Exactly as they appear, output all of the records. Skip any images.

==*==

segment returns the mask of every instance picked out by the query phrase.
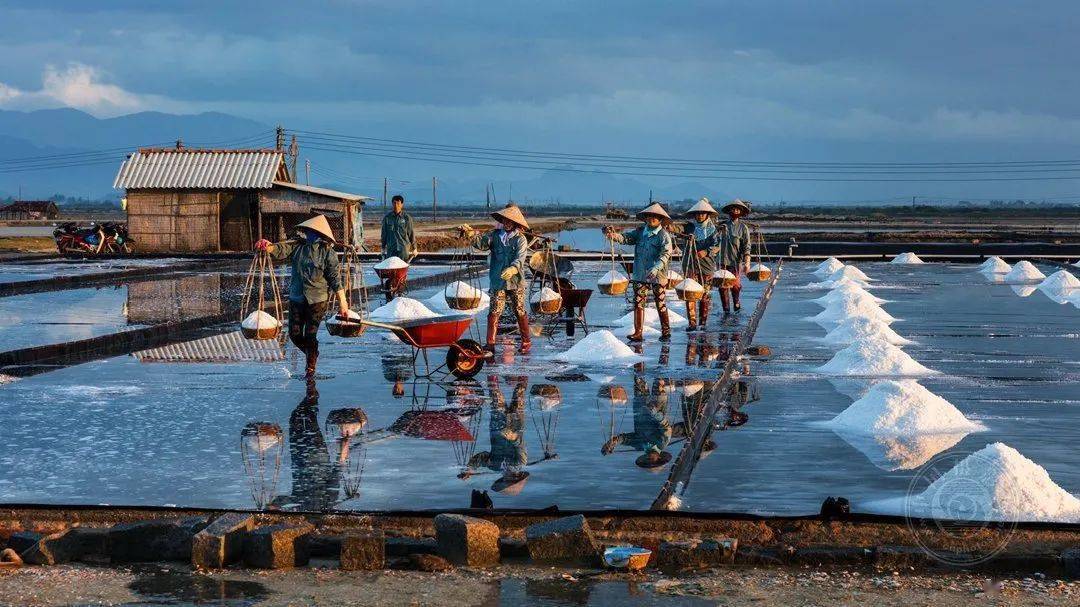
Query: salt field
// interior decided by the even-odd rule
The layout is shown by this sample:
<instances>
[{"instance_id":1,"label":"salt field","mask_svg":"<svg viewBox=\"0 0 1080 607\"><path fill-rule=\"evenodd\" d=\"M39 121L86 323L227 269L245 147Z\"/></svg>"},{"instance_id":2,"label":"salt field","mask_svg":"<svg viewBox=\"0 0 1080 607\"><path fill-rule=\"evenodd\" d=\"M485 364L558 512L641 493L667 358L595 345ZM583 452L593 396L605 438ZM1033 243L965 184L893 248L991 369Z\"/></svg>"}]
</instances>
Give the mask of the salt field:
<instances>
[{"instance_id":1,"label":"salt field","mask_svg":"<svg viewBox=\"0 0 1080 607\"><path fill-rule=\"evenodd\" d=\"M573 279L586 288L610 271L576 265ZM1035 265L1047 277L1060 270ZM736 412L721 409L715 448L681 493L681 509L810 514L840 495L854 511L902 514L897 500L921 466L996 443L1045 470L1062 495L1080 495L1072 447L1080 440L1080 309L1068 302L1067 277L1045 290L1033 280L1023 285L1033 293L1019 297L1016 284L974 265L858 263L815 274L817 267L784 264L754 340L773 354L749 360L736 385L734 402L747 418L731 423ZM830 279L842 288L821 284ZM193 282L145 283L155 289L147 302L182 292L220 304L232 278L185 280ZM199 281L212 296L196 295ZM678 456L764 284L744 281L739 315L721 319L717 302L706 332L685 331L683 304L672 295L671 343L659 343L650 310L643 346L621 338L629 331L625 298L594 293L587 336L579 328L574 338L561 330L534 338L526 356L508 341L498 364L472 380L416 378L410 348L373 328L357 339L321 330L315 392L299 379L303 357L291 345L252 357L229 350L245 342L222 336L188 345L217 348L221 362L150 362L160 358L144 353L18 379L0 386L8 414L0 500L438 509L467 506L477 489L496 507L645 509L670 464L639 458L650 450ZM78 338L83 325L49 332L35 322L73 301L85 302L80 320L89 319L89 330L160 322L167 306L133 307L133 288L141 287L0 299L12 311L35 311L9 323L0 350ZM443 293L418 289L378 316L447 314ZM431 352L433 361L442 357ZM874 385L881 380L895 382ZM341 428L328 421L356 408L367 423L343 449ZM253 422L282 428L266 450L280 458L276 482L276 466L244 466L241 431ZM1019 466L1011 451L994 453ZM1037 514L1032 520L1046 518Z\"/></svg>"}]
</instances>

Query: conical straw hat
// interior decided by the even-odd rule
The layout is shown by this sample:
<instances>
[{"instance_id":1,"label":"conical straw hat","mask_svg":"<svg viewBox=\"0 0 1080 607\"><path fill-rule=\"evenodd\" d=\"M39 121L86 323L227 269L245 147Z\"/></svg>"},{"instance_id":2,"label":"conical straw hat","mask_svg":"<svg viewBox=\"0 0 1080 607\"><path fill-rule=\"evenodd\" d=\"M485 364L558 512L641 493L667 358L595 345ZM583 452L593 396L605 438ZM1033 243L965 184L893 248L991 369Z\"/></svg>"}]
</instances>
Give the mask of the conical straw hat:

==*==

**Exercise answer**:
segment returns the mask of every instance picked out by the query phrase.
Query: salt field
// interior decided by the even-odd rule
The layout is shown by this sample:
<instances>
[{"instance_id":1,"label":"salt field","mask_svg":"<svg viewBox=\"0 0 1080 607\"><path fill-rule=\"evenodd\" d=\"M39 121L86 323L227 269L245 147Z\"/></svg>"},{"instance_id":2,"label":"salt field","mask_svg":"<svg viewBox=\"0 0 1080 607\"><path fill-rule=\"evenodd\" d=\"M485 364L558 512L641 493L667 358L595 345ZM583 452L593 396L605 438ZM1033 243L965 184L893 248L991 369Z\"/></svg>"}]
</instances>
Give the mask of the salt field:
<instances>
[{"instance_id":1,"label":"salt field","mask_svg":"<svg viewBox=\"0 0 1080 607\"><path fill-rule=\"evenodd\" d=\"M573 279L586 288L610 271L576 265ZM1035 265L1047 277L1060 270ZM736 412L721 409L715 448L681 493L681 509L810 514L840 495L854 511L902 514L897 500L921 466L996 443L1045 470L1062 495L1080 495L1072 447L1080 440L1080 309L1068 302L1067 277L1045 290L1033 280L1023 285L1033 293L1019 297L1016 284L974 265L858 263L815 274L817 267L784 264L754 340L773 354L749 360L736 385L734 402L747 418L731 423ZM830 279L842 288L821 284ZM193 282L145 283L155 289L147 302L182 292L220 304L232 278L185 280ZM199 281L212 296L196 295ZM678 456L764 284L744 281L739 315L721 319L717 302L706 332L685 331L683 304L672 295L671 343L659 343L650 310L643 346L621 338L629 331L625 298L594 293L587 336L579 328L574 338L561 330L534 338L526 356L508 341L498 364L472 380L416 378L410 348L373 328L357 339L321 330L315 392L299 379L303 357L291 345L252 357L229 350L245 342L222 336L188 345L217 348L221 362L150 362L160 358L144 353L18 379L0 386L8 414L0 500L438 509L467 506L477 489L496 507L645 509L670 464L639 458L650 450ZM78 338L83 325L49 332L35 322L73 301L85 302L80 320L89 319L89 330L160 322L167 306L133 307L133 288L141 287L0 299L12 311L35 311L9 323L0 350ZM443 293L418 289L378 316L447 314ZM431 352L433 361L442 357ZM874 385L881 380L895 382ZM341 428L328 421L356 408L367 423L343 449ZM253 422L282 428L266 450L280 458L276 482L276 466L244 466L241 431ZM1019 466L1011 451L994 453ZM1037 514L1032 520L1046 518Z\"/></svg>"}]
</instances>

Query: conical straw hat
// interior decided by the even-odd rule
The layout is shown by this sample:
<instances>
[{"instance_id":1,"label":"conical straw hat","mask_svg":"<svg viewBox=\"0 0 1080 607\"><path fill-rule=\"evenodd\" d=\"M39 121L86 323L227 269L245 147Z\"/></svg>"},{"instance_id":2,"label":"conical straw hat","mask_svg":"<svg viewBox=\"0 0 1080 607\"><path fill-rule=\"evenodd\" d=\"M485 364L558 512L641 493L667 358L595 345ZM583 452L593 396L605 438ZM1033 243L965 184L893 248L991 369Z\"/></svg>"}]
</instances>
Give the mask of the conical straw hat:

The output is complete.